**Required work:**
Make an exact copy of all the data.

**Dataset rows:**
--------------------------------
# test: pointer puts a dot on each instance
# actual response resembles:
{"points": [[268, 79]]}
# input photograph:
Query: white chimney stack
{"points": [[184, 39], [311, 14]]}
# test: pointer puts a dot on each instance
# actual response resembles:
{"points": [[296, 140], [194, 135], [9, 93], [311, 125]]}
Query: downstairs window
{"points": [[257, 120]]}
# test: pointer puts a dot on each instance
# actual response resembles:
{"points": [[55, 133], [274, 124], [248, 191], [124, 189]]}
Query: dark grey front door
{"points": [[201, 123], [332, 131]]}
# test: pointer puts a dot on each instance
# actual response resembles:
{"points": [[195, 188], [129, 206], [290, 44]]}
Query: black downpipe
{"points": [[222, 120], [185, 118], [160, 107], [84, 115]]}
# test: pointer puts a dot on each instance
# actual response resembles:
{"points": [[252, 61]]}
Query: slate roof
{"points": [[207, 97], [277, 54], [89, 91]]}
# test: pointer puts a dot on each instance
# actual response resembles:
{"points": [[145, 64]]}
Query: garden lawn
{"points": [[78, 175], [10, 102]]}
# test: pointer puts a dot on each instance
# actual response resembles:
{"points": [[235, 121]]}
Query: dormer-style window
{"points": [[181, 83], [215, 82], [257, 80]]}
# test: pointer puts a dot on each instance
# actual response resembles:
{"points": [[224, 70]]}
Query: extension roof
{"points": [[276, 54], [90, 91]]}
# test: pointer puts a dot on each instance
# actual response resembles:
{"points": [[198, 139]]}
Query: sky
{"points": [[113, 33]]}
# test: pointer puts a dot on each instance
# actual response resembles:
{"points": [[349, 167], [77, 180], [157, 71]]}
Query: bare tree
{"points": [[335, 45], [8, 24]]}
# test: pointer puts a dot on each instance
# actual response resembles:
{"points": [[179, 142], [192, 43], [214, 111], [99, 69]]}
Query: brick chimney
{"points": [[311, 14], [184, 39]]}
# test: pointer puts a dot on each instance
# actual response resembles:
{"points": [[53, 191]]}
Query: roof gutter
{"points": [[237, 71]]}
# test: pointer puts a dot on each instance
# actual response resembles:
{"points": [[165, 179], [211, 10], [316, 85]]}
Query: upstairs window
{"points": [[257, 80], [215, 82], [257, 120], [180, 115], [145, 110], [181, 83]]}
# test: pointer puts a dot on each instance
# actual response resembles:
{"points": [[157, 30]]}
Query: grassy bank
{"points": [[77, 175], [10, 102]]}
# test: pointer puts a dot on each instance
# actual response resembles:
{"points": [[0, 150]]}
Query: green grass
--------------------------------
**Reply to the task:**
# test: pointer puts a dot on each instance
# actual response resembles:
{"points": [[268, 79]]}
# input photograph:
Query: white chimney stack
{"points": [[184, 39], [311, 14]]}
# test: pointer puts a dot on each instance
# actual response resembles:
{"points": [[296, 140], [194, 135], [9, 93], [311, 125]]}
Query: downstairs window
{"points": [[257, 120]]}
# test: pointer puts a dot on each instance
# actual response resembles:
{"points": [[55, 133], [274, 124], [248, 191], [124, 189]]}
Query: dark grey front door
{"points": [[201, 123], [332, 131]]}
# test: pointer puts a dot on each instance
# actual response resembles:
{"points": [[195, 188], [129, 206], [290, 44]]}
Query: black downpipe
{"points": [[222, 120], [185, 118], [160, 107], [84, 115]]}
# test: pointer puts a dot on each instance
# actual response resembles:
{"points": [[252, 61]]}
Query: slate roof
{"points": [[207, 97], [277, 54], [89, 91]]}
# test: pointer puts a dot on each instance
# actual response resembles:
{"points": [[145, 64]]}
Query: garden lawn
{"points": [[78, 175], [10, 102]]}
# test: pointer puts a dot on each instance
# actual response resembles:
{"points": [[235, 121]]}
Query: dormer-style window
{"points": [[181, 83], [215, 82], [257, 80]]}
# test: pointer puts a dot on each instance
# actual response resembles:
{"points": [[224, 70]]}
Query: extension roof
{"points": [[276, 54], [90, 91]]}
# test: pointer puts a dot on each instance
# actual response resembles:
{"points": [[198, 139]]}
Query: sky
{"points": [[113, 33]]}
# test: pointer puts a dot on each instance
# actual response resembles:
{"points": [[349, 167], [77, 180], [157, 71]]}
Query: bare tree
{"points": [[335, 45], [8, 24]]}
# test: pointer puts a dot on each instance
# actual response resembles:
{"points": [[179, 142], [192, 43], [214, 111], [99, 69]]}
Query: brick chimney
{"points": [[311, 14], [184, 39]]}
# test: pointer puts a dot on each instance
# actual response resembles:
{"points": [[53, 191]]}
Query: roof gutter
{"points": [[237, 71]]}
# test: pointer puts a dot on each instance
# actual response resembles:
{"points": [[165, 179], [211, 10], [316, 85]]}
Query: upstairs window
{"points": [[257, 80], [215, 82], [257, 120], [180, 115], [145, 110], [181, 83]]}
# test: pointer puts a dot on each instance
# actual response resembles:
{"points": [[157, 30]]}
Query: grassy bank
{"points": [[77, 175], [10, 102]]}
# test: pointer puts a dot on each instance
# actual response resembles:
{"points": [[0, 150]]}
Query: green grass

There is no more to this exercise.